Point annotation data:

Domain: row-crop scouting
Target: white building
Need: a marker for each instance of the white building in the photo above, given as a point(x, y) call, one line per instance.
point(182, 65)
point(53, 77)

WHAT THE EXERCISE ASKS =>
Rewrite the lines above, swapping "white building" for "grain silo" wherever it occurs and leaving everything else unchanged.

WRITTEN REPLY =>
Domain: row-crop scouting
Target: grain silo
Need: a marker for each instance of the grain silo in the photo above, given as a point(x, y) call, one line per instance.
point(182, 65)
point(53, 77)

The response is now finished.